• **Text to read**
◇ ◇ ◇

# Best "How to write..." youtube videos?



## Mike Fox (Nov 26, 2019)

I'm looking for some of the best "how to write..." videos on youtube, as in writing for specific genres (horror, epic, etc.), or really just anything that you can immediately apply to practice and actual composition, and not have to sit through a bunch of fluff to get to the goods. It has to pertain to orchestral music.

Any recommendations?


----------



## goalie composer (Nov 26, 2019)

Seems to be good for score study: https://www.youtube.com/channel/UCk_jzTmW2Fmfnm70c2kZHpQ/videos


----------



## Richard Wilkinson (Nov 26, 2019)

Score study, Mike verta videos and orchestrating the line courses. Some good stuff on YouTube from Alex Ball too


----------



## premjj (Nov 27, 2019)

Check Project Sam on YouTube.


----------



## ChrisSiuMusic (Nov 27, 2019)

Hey Mike, it's so funny you mention this, I just uploaded a video on how to write an orchestral ballad using AI's Nucleus. It may not be exactly what you're looking for, but I thought I'd leave it here anyway. Enjoy!


----------



## Will Blackburn (Dec 5, 2019)

Heavyocity have done a few


----------



## Mike Fox (Dec 6, 2019)

ChrisSiuMusic said:


> Hey Mike, it's so funny you mention this, I just uploaded a video on how to write an orchestral ballad using AI's Nucleus. It may not be exactly what you're looking for, but I thought I'd leave it here anyway. Enjoy!



I always love these videos, Chris!


----------



## ChrisSiuMusic (Dec 6, 2019)

Mike Fox said:


> I always love these videos, Chris!


Thanks Mike! Really appreciate it :D


----------



## handz (Dec 6, 2019)

◇ ◇ ◇

• **Short problem 1**
In the forum thread on orchestral writing videos, which tool does ChrisSiuMusic's new video use to write an orchestral ballad?
• **Short problem 2**
Please extend the forum thread on orchestral writing videos, starting from the point where it stops.
The material after this is not needed.

◇ ◇ ◇

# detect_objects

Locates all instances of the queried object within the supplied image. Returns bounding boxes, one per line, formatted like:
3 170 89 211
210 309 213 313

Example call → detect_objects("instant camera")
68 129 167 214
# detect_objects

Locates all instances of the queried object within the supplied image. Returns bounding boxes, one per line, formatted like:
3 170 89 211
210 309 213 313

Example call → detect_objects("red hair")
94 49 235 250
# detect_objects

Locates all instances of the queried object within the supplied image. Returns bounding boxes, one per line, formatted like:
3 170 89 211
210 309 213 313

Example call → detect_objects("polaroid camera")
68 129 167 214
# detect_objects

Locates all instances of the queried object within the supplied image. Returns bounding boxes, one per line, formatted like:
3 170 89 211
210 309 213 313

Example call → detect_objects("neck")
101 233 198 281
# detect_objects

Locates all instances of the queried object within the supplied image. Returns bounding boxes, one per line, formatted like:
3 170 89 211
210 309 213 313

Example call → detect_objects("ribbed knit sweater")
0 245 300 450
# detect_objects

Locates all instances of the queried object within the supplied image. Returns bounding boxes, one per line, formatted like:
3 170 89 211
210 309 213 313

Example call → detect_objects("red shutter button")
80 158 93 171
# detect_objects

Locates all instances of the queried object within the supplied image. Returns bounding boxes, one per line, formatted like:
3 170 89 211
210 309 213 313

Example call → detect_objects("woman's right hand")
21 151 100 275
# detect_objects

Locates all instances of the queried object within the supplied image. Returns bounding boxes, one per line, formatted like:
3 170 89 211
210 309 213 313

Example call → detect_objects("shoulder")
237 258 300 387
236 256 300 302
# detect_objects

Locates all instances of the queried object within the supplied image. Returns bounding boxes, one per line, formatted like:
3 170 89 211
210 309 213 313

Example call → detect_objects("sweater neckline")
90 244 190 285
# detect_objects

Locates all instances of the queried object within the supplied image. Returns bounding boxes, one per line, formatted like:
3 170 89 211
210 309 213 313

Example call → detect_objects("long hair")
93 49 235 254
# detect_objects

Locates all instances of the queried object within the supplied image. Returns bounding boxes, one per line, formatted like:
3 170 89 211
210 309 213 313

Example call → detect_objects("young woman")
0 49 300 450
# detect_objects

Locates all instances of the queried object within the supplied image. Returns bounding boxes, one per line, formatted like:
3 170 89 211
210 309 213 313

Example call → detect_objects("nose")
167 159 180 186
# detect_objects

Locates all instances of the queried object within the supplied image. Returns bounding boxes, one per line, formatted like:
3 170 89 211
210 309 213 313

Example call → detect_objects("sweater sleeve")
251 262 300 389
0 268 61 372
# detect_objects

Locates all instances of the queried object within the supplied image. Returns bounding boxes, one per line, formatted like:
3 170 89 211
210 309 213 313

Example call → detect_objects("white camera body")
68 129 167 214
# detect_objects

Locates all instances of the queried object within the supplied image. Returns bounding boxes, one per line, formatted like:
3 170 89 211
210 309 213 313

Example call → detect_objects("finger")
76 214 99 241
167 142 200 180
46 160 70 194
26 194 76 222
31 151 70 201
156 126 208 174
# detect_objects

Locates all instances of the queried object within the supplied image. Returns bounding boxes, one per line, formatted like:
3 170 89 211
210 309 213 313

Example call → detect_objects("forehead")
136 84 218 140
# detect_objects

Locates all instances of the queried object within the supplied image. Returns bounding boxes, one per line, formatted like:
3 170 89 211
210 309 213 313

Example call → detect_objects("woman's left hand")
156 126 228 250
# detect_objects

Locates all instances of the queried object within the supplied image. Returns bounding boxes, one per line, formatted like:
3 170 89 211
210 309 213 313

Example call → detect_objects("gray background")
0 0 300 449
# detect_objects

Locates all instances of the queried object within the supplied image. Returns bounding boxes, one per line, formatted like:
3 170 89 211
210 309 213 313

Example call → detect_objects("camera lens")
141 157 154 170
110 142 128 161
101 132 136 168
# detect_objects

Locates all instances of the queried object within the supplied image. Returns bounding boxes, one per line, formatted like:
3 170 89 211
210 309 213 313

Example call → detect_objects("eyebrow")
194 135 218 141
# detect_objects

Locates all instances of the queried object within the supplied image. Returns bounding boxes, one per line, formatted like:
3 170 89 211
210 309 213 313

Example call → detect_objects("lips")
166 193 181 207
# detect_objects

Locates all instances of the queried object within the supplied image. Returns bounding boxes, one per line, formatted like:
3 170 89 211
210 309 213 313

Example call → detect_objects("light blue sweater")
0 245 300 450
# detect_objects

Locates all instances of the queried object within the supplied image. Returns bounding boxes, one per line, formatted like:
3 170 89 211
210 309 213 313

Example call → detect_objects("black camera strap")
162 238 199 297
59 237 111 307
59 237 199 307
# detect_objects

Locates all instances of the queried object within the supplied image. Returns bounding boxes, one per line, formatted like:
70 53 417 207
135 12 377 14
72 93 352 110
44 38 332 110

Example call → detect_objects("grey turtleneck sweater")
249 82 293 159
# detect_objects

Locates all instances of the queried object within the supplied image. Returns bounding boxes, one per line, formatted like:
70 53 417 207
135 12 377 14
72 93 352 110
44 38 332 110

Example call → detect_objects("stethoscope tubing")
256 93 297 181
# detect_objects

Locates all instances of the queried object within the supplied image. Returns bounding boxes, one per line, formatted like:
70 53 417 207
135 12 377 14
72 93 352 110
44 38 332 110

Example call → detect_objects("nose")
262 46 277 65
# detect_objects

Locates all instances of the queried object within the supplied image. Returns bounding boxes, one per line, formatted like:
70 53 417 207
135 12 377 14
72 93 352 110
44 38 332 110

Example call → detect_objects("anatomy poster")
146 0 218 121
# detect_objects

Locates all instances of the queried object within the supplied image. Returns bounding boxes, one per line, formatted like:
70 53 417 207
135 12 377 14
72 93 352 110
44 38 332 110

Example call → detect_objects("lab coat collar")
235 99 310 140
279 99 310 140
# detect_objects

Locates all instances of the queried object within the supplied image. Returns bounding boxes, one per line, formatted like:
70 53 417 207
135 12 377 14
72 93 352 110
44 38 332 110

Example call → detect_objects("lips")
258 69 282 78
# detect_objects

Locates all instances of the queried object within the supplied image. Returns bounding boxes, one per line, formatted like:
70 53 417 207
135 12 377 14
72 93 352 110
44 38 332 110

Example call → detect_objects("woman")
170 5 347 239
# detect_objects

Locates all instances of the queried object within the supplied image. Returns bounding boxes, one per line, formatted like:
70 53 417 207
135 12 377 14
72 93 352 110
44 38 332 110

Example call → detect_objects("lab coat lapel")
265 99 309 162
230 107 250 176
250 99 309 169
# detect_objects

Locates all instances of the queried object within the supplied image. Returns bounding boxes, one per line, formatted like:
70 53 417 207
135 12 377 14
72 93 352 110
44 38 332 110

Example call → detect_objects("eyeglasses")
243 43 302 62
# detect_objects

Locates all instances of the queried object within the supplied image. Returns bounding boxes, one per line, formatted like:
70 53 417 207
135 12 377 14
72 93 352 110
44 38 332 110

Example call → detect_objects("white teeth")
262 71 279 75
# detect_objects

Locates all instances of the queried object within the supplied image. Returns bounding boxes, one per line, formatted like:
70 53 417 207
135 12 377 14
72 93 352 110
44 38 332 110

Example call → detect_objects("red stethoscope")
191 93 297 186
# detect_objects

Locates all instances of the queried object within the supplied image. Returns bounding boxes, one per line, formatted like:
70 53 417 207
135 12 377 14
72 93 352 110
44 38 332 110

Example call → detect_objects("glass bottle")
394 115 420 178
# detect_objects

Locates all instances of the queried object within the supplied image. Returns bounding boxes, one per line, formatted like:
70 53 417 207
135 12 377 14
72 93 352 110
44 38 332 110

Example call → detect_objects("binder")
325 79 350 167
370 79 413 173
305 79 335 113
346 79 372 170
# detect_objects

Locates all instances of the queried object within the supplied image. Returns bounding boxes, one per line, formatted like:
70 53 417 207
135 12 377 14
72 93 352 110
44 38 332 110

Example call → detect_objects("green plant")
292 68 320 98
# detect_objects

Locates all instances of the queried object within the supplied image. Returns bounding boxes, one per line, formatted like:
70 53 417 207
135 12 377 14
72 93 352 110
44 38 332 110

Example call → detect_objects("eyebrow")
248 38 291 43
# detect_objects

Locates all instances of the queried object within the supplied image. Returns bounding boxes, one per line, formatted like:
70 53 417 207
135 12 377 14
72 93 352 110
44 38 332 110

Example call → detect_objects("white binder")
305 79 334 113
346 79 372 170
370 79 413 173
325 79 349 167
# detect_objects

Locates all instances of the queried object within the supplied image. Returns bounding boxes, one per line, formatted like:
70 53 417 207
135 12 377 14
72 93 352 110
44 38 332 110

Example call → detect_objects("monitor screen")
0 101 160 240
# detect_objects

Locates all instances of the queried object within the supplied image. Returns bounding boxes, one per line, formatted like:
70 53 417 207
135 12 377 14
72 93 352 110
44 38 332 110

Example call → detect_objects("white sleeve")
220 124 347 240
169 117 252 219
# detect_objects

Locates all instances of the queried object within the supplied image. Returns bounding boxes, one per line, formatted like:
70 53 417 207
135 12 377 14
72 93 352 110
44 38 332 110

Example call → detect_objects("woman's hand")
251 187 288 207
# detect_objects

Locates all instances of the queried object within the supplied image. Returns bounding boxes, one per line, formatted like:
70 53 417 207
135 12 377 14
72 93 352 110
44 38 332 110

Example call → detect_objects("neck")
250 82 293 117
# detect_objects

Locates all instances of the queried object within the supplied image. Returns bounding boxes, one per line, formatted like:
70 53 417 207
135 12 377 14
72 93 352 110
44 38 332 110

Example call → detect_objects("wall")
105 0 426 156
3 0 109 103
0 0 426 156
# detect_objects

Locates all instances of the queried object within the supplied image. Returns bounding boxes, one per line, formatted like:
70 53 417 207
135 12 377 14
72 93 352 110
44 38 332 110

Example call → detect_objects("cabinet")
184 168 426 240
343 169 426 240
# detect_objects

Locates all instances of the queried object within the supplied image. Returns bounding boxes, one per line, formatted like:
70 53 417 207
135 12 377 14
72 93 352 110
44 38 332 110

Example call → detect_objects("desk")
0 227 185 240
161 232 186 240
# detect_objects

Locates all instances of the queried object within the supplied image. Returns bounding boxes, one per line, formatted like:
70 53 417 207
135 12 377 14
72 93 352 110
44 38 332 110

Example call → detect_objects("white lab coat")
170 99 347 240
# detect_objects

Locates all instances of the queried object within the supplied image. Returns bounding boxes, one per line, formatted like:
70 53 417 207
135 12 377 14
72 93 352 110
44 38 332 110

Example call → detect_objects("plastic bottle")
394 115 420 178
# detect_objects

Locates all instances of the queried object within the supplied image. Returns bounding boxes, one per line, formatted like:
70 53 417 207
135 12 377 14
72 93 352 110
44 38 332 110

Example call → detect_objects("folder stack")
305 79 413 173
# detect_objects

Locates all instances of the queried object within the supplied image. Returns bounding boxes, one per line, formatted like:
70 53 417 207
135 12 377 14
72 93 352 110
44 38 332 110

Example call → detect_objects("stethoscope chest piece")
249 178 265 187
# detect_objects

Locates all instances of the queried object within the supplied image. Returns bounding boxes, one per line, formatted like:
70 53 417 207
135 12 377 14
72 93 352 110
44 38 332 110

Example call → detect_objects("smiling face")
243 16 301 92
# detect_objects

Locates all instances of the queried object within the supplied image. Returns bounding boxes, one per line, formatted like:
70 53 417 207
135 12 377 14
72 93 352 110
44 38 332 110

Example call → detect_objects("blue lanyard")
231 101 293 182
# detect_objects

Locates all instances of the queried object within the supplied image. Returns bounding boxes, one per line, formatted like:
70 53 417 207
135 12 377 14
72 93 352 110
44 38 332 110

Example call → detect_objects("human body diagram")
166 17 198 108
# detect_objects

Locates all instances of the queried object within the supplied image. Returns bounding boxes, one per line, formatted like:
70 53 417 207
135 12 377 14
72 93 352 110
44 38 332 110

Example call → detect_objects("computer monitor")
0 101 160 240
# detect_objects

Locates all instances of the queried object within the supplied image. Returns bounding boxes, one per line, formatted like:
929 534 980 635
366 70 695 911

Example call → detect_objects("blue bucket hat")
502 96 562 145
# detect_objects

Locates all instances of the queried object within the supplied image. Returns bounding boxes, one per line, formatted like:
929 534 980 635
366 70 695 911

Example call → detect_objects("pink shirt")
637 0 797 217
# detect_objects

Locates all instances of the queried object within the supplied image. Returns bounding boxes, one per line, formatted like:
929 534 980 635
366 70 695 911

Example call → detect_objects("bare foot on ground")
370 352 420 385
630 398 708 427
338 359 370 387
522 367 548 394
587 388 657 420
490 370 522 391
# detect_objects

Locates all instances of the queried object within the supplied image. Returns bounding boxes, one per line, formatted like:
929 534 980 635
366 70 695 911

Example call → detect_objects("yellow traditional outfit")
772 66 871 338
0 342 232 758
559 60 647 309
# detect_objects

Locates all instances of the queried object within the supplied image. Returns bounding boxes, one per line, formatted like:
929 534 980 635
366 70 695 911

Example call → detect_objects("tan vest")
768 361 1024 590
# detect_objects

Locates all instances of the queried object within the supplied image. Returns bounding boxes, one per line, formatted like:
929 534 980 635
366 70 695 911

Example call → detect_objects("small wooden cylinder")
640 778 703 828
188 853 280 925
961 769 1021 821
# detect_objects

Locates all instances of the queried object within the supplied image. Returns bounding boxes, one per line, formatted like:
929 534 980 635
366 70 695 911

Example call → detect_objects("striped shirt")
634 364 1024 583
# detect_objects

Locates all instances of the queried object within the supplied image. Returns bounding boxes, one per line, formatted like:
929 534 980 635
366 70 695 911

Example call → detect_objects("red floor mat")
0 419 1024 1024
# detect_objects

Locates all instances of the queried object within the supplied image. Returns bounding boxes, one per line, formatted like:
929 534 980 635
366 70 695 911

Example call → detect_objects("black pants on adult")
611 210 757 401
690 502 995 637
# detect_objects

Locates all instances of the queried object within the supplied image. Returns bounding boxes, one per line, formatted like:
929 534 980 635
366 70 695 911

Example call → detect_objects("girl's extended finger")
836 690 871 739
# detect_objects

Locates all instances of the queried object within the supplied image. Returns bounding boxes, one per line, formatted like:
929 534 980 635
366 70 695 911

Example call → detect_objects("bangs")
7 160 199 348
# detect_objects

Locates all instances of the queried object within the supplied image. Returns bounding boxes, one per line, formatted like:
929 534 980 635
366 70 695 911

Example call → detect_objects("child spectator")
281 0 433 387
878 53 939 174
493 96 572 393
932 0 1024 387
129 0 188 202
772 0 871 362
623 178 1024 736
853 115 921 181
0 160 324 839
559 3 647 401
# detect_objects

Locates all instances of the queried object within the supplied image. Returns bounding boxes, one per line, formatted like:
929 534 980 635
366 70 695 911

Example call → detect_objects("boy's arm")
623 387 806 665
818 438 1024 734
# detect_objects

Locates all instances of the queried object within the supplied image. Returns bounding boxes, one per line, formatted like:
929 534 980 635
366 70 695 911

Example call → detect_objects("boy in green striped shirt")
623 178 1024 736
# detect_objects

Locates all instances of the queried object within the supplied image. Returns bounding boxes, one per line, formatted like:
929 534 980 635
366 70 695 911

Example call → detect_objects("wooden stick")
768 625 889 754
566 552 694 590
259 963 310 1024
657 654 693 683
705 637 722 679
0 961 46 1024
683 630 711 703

◇ ◇ ◇

• **Right answer 1**
AI's Nucleus.

• **Right answer 2**
goalie composer said:


> FilmScoreAnalysis
> 
> 
> My name is Brad Frey, and welcome to FilmScoreAnalysis! Here, you'll find full score reductions and analyses of popular film scores, and other film score rel...
> ...


Love his videos, great channel for sure.


----------



## premjj (Dec 7, 2019)

handz said:


> Love his videos, great channel for sure.



Thanks @goalie composer . Didn't know about this one.


----------



## GtrString (Dec 7, 2019)

I think ProjectSam’s scoring tutorials are great. Even if you don’t own any of their virtual instruments, there is a lot to extract from them about tracking, arranging and mixing.

Archive:
https://projectsam.com/tutorials/


----------



## GtrString (Dec 7, 2019)

Not free, but ThinkSpace’s composer blueprint training course ticks all the boxes here. However, it is video based and very reasonable for what it is, I think, so it deserves a mention in a thread like this imho.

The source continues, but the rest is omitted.